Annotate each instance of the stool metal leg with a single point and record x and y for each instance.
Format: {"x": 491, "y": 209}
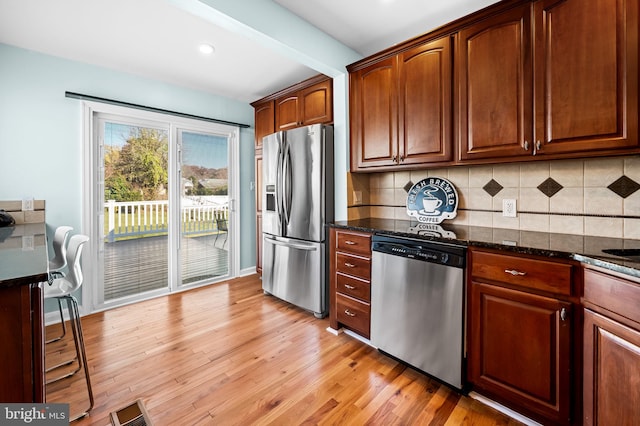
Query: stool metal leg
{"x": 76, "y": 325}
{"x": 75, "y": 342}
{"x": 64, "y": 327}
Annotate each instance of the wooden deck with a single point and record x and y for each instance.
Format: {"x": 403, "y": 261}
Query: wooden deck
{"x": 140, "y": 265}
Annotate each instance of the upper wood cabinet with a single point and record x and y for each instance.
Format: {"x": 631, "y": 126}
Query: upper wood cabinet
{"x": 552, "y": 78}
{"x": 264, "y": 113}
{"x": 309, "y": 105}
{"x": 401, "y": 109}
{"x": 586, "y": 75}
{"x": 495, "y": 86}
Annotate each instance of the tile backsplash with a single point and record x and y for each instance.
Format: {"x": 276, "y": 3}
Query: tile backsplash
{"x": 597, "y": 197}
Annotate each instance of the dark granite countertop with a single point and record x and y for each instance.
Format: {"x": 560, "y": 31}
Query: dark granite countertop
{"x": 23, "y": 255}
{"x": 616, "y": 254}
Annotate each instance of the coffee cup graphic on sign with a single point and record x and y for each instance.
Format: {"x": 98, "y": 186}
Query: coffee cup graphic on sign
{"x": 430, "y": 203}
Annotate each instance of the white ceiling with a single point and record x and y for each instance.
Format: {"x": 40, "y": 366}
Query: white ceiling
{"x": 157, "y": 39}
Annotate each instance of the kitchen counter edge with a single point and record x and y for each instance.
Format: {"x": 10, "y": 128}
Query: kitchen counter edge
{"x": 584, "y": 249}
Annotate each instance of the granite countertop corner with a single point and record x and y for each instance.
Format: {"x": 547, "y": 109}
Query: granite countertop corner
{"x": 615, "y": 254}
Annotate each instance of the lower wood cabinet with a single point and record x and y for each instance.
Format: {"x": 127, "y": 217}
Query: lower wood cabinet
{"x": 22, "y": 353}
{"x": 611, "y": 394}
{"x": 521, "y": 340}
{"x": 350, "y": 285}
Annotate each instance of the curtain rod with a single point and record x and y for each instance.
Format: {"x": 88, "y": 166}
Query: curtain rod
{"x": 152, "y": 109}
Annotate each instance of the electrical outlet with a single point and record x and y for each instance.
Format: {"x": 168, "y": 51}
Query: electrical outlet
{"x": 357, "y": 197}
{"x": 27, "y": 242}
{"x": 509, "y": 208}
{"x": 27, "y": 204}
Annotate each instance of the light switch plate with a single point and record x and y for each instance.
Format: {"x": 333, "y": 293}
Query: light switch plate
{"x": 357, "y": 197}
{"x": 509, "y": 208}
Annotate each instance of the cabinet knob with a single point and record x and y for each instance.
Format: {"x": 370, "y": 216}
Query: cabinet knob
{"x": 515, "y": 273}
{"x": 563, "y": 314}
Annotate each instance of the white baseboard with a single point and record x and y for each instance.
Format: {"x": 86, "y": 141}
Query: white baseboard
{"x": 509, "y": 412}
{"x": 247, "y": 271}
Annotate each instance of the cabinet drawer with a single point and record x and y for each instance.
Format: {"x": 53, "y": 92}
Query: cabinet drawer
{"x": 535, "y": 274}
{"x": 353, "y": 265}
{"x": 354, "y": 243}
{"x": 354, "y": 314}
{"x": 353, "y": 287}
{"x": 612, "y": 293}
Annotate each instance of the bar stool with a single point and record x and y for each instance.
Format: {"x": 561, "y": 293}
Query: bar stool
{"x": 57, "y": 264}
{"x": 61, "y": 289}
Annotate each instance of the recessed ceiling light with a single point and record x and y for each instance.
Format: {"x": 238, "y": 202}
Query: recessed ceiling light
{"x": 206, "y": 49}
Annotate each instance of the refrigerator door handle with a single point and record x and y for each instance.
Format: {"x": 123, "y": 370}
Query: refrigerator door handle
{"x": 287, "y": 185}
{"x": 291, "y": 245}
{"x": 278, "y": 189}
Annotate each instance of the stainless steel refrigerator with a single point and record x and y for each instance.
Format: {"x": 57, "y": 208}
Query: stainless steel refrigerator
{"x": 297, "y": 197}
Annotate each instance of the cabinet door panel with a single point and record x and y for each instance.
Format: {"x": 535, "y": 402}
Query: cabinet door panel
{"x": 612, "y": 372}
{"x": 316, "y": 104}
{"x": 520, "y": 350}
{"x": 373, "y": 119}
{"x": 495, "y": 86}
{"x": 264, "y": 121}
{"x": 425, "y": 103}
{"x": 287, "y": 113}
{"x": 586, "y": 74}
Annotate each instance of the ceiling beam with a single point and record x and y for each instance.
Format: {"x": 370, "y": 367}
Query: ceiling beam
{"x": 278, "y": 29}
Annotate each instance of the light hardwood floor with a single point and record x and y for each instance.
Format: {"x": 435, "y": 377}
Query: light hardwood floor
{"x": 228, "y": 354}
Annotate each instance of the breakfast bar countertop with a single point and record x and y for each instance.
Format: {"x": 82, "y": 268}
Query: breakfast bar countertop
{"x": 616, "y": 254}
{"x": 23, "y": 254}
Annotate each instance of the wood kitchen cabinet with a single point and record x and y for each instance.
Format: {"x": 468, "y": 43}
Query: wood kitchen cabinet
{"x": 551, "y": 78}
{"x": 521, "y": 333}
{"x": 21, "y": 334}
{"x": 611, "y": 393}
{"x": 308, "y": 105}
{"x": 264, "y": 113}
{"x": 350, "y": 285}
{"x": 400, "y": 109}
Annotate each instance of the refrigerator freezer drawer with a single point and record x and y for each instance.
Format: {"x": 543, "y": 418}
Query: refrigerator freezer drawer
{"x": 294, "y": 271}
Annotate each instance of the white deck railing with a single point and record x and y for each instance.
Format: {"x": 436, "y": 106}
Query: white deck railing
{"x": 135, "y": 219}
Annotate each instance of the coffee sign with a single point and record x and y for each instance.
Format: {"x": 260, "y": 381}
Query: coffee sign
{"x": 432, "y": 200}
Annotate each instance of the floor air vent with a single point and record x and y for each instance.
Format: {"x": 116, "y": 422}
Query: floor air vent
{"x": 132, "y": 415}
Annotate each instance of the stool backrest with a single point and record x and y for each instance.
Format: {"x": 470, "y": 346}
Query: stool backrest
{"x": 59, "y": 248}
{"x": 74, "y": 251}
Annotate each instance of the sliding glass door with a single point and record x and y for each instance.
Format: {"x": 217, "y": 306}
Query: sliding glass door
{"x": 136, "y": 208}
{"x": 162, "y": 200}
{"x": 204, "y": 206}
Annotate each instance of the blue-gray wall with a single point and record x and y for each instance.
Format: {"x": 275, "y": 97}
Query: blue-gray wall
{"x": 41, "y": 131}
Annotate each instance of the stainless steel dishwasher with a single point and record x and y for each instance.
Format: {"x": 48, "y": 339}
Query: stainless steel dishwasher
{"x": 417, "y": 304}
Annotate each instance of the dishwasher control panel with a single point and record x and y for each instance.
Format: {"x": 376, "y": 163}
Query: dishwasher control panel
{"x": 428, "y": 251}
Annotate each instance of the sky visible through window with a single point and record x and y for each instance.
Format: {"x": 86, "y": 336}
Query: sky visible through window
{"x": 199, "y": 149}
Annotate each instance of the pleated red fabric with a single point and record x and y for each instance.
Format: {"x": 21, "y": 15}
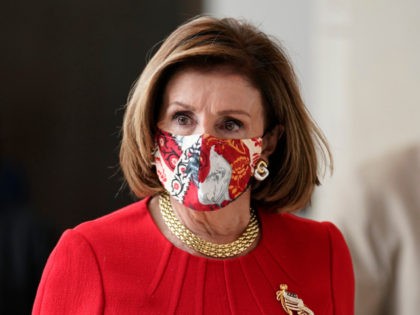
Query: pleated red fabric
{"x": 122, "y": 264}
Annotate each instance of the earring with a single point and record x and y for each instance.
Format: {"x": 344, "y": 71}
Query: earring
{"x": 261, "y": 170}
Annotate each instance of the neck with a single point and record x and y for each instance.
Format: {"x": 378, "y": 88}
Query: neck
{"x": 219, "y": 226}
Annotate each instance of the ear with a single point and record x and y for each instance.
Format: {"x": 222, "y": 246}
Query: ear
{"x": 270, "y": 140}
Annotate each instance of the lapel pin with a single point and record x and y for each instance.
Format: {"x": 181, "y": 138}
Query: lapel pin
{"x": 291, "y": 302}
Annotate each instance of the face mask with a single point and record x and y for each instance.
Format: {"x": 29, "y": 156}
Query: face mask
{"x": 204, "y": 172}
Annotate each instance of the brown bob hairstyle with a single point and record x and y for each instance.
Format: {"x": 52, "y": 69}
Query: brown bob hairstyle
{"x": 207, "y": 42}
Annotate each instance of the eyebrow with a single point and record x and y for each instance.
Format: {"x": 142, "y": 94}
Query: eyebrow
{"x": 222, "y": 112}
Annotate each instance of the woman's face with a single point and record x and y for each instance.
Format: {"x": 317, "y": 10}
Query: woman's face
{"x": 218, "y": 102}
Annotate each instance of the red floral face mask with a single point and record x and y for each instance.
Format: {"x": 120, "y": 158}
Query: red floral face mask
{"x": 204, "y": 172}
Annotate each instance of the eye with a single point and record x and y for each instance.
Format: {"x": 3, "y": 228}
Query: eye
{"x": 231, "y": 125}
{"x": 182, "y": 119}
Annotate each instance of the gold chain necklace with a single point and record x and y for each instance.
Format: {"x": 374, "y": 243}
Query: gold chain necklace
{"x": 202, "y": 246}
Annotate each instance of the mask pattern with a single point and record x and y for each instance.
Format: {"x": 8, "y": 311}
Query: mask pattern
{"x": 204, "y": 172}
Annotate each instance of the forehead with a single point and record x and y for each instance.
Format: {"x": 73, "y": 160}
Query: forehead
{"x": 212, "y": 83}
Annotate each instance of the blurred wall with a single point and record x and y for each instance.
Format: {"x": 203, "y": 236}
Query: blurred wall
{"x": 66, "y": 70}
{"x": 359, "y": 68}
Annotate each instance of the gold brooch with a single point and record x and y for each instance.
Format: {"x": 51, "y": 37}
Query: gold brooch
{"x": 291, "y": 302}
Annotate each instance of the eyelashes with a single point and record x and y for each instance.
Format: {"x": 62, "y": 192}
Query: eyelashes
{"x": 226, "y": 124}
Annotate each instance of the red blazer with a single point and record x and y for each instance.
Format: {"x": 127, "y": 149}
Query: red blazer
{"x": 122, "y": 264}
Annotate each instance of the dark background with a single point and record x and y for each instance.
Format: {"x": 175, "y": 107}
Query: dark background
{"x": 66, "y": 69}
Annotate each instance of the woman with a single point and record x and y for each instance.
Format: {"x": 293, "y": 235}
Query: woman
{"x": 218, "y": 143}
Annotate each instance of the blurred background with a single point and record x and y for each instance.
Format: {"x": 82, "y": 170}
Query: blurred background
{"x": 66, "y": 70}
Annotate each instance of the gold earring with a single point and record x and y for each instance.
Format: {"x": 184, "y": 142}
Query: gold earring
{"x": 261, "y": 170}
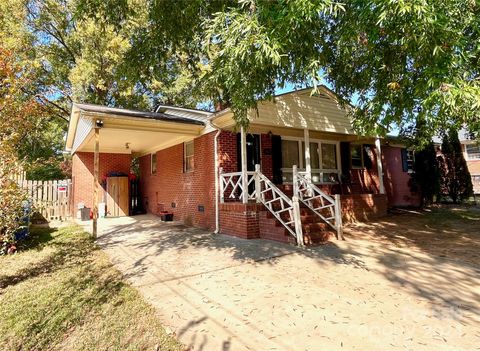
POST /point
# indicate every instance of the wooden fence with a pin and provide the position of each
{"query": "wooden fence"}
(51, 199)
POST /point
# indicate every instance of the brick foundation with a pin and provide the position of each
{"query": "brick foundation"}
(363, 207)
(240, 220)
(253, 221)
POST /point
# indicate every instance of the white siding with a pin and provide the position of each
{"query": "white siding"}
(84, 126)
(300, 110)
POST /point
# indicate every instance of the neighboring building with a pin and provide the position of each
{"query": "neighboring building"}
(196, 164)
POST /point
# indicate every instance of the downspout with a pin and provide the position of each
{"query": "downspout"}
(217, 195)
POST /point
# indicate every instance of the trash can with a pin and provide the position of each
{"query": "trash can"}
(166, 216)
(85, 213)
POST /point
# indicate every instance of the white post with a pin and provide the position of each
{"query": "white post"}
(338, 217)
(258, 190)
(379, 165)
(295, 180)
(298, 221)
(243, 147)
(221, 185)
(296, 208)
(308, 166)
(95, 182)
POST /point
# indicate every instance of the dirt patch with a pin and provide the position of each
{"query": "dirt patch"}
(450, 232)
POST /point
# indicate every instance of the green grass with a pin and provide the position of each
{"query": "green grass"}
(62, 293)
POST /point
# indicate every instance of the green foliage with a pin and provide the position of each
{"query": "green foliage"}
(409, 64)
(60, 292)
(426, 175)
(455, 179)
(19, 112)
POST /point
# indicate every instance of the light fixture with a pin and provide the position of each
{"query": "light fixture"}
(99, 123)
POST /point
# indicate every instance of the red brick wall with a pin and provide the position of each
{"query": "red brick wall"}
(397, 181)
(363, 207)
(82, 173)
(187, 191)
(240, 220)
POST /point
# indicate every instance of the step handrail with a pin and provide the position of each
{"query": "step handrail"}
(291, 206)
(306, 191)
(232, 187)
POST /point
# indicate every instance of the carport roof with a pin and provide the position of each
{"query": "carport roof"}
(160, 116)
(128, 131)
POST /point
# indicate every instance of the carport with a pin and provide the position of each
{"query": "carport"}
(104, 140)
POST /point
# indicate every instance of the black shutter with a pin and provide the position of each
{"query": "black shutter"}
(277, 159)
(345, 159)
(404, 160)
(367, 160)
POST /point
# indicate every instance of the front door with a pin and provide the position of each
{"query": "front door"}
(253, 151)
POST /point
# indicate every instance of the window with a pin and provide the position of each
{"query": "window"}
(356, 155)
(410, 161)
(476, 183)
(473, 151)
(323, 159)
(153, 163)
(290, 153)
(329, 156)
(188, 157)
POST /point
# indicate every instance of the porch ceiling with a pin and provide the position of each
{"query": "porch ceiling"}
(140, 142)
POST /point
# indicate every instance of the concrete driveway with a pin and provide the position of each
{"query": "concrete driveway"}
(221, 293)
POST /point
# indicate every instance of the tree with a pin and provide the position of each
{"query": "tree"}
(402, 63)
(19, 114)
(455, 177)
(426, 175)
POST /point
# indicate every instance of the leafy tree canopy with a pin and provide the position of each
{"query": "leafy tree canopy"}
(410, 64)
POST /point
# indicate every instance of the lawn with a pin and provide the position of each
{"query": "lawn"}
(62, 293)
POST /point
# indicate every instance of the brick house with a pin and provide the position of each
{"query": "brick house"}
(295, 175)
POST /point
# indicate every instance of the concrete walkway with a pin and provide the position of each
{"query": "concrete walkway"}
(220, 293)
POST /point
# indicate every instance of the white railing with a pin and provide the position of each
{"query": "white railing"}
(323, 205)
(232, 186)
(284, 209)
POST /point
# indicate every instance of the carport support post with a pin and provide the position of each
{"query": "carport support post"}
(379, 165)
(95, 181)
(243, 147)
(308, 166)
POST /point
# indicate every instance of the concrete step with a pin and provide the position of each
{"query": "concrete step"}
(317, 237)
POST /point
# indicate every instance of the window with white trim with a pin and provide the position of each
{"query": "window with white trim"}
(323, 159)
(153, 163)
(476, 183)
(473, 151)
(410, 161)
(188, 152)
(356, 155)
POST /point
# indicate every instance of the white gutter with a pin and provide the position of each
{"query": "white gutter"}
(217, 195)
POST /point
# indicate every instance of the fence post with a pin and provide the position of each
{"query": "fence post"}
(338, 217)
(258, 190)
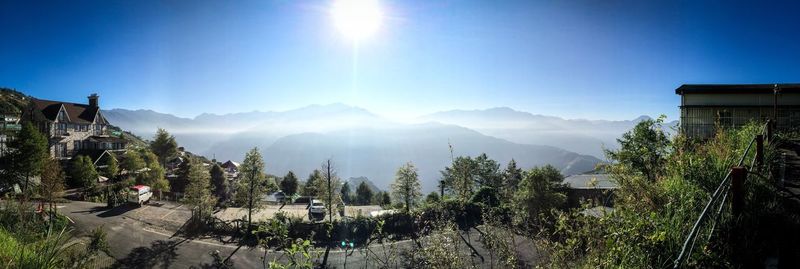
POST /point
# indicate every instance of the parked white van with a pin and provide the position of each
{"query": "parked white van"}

# Aim:
Can you pull out every line of the listing above that contains the string "gray"?

# Written response:
Annotate each instance of the blue-gray wall with a single point and record x and y for each instance.
Query: blue-gray wall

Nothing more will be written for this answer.